▶ **GIVEN EXERCISE**
Rewrite each of the rows below, substituting "marker" for "dot" wherever it occurs and leaving everything else unchanged.

>> Start

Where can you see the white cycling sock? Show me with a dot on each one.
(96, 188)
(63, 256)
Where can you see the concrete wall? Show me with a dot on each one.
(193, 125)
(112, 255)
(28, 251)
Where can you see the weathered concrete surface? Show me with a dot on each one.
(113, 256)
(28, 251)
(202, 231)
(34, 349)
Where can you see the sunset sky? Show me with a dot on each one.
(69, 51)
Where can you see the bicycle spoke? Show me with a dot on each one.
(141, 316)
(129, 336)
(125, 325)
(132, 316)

>> End

▶ **ANSWER TO THE PROBLEM**
Where can you see the white cycling sock? Show me with a marker on each one.
(96, 188)
(63, 256)
Where can you see the concrete wall? Show me with a marker on each one.
(193, 125)
(112, 255)
(28, 251)
Where can you see the weathered concrete surface? Show me with a marker on each one.
(113, 256)
(28, 251)
(202, 231)
(34, 349)
Where can you see the sunset sky? Show me with a marker on each one.
(69, 51)
Where can you see the bicycle spoke? Show me with a marker on each one.
(141, 316)
(129, 336)
(125, 325)
(132, 316)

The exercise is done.